■ Assignment ■
Lines from the one holding "the man's face." through the end of the entries, inclusive, form the whole output; reproduce them exactly and omit pictures.

■ Image-grounded pointing data ■
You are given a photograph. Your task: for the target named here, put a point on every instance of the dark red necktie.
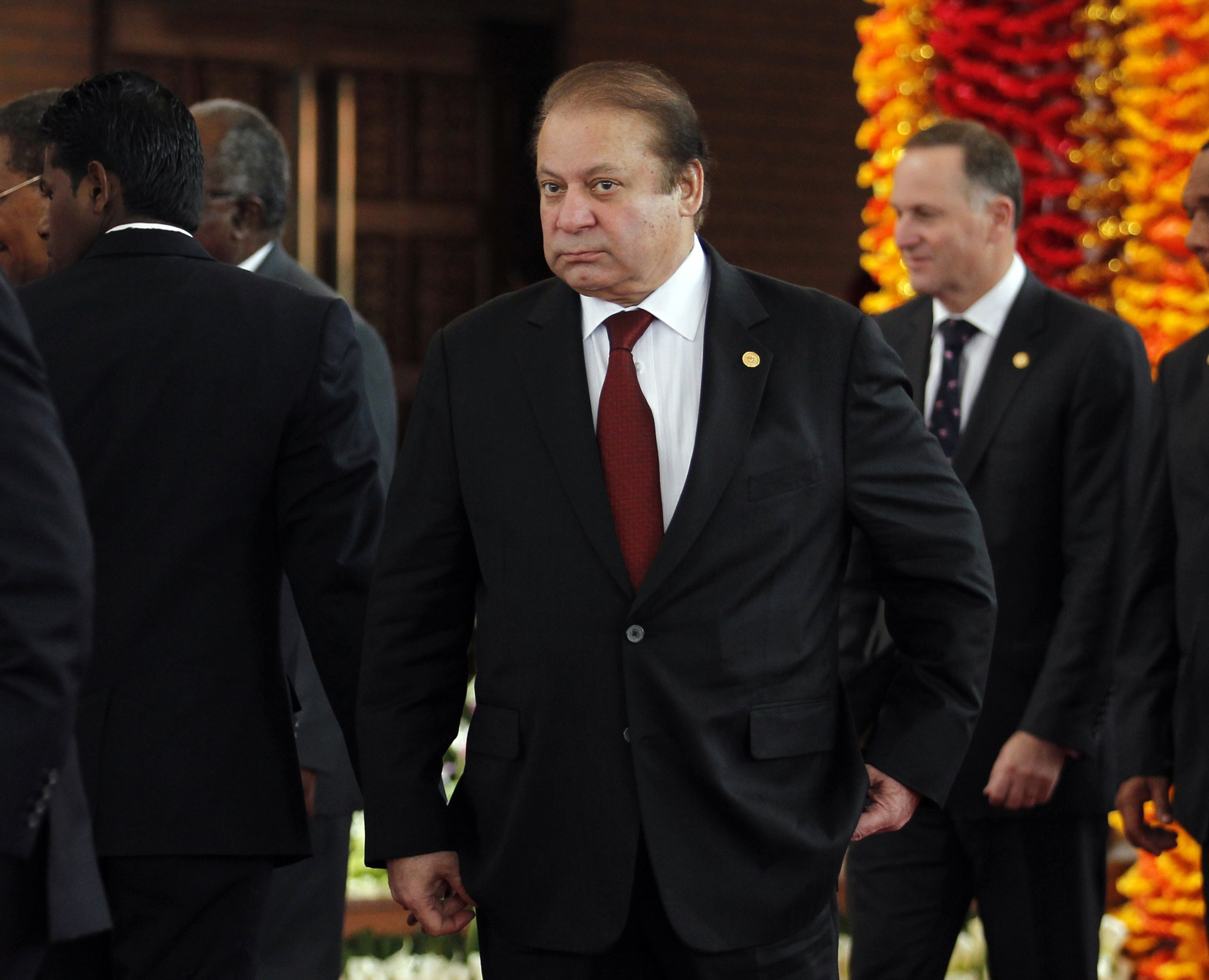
(625, 430)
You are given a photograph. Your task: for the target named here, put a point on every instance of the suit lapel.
(730, 398)
(550, 360)
(1004, 376)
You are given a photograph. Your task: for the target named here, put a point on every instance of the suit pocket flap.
(495, 731)
(794, 728)
(785, 479)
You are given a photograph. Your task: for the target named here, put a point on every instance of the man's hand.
(430, 886)
(889, 808)
(310, 778)
(1132, 800)
(1026, 774)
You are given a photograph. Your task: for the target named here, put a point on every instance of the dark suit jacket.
(720, 730)
(219, 425)
(1044, 457)
(1164, 664)
(319, 742)
(45, 632)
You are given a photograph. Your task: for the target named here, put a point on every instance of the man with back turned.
(219, 425)
(640, 479)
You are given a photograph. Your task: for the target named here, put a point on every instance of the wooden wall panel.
(773, 82)
(44, 45)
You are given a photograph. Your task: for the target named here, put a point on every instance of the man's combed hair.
(21, 123)
(988, 160)
(252, 159)
(640, 89)
(137, 130)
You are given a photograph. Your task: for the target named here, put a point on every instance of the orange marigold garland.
(1164, 104)
(1007, 64)
(891, 73)
(1100, 197)
(1164, 912)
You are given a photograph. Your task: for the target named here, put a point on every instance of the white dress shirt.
(258, 258)
(988, 313)
(151, 225)
(668, 358)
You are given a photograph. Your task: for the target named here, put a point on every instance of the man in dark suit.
(641, 478)
(1033, 397)
(247, 201)
(1164, 662)
(221, 430)
(50, 889)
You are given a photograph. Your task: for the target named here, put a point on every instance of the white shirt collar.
(148, 225)
(258, 258)
(989, 311)
(679, 303)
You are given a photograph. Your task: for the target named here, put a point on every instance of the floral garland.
(1007, 64)
(1100, 197)
(1164, 105)
(893, 74)
(1164, 912)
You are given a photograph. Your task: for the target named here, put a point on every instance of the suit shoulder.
(805, 305)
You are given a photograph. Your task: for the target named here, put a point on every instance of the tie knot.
(957, 334)
(627, 327)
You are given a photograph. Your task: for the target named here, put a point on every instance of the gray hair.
(252, 159)
(21, 123)
(987, 159)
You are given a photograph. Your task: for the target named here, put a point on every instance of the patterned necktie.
(625, 432)
(946, 420)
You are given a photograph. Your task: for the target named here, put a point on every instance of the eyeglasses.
(26, 184)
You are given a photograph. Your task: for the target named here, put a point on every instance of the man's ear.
(691, 189)
(101, 187)
(250, 216)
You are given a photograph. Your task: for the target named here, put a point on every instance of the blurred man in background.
(221, 430)
(50, 889)
(22, 206)
(247, 201)
(1164, 665)
(1033, 398)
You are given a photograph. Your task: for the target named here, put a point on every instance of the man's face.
(217, 232)
(74, 218)
(610, 228)
(943, 232)
(22, 251)
(1196, 203)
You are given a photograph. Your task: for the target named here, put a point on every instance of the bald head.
(247, 179)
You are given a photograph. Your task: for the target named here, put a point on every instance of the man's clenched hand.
(890, 806)
(1132, 801)
(430, 886)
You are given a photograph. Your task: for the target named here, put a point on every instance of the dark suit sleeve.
(45, 585)
(419, 629)
(1068, 698)
(930, 566)
(1148, 662)
(329, 504)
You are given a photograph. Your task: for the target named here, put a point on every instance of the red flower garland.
(1007, 64)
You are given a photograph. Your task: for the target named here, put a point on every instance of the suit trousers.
(173, 917)
(303, 935)
(1039, 883)
(23, 924)
(651, 950)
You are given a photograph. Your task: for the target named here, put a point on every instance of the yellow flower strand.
(893, 76)
(1162, 103)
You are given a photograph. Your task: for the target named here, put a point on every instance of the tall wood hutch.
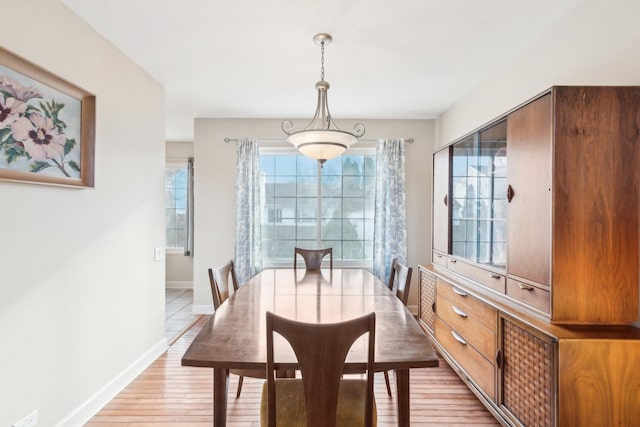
(532, 293)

■ Exercise solution ■
You are given a photograph. Your task: for the target named here, put a point on every instance of the man's face.
(217, 232)
(74, 218)
(610, 228)
(943, 232)
(22, 251)
(1196, 203)
You are given a photograph. Your task: for the target named here, put a point on every instance of the bald head.
(247, 179)
You are given a photograph. Your task: for the target named here, put a point on every instance of the man's clenched hand.
(890, 806)
(1132, 801)
(430, 886)
You are given a photograph. Your task: for the target named here, put a point on every instance of the dark suit sleeve.
(45, 585)
(419, 629)
(1068, 698)
(930, 566)
(1148, 662)
(329, 504)
You are given a photograph. Your task: for the target named here, put a point on every instance of the red flower garland.
(1007, 64)
You are given a photograph. Your task: for the target named here, put a point on every instance of the suit trousers.
(173, 917)
(303, 935)
(1039, 883)
(23, 924)
(651, 950)
You are given a photograph. Your task: for the target named here, put a point on every instance of the yellow flower strand.
(893, 76)
(1162, 103)
You are given a photograph. Your task: for the target named here, put a point on every instance of the tall wood hutch.
(532, 293)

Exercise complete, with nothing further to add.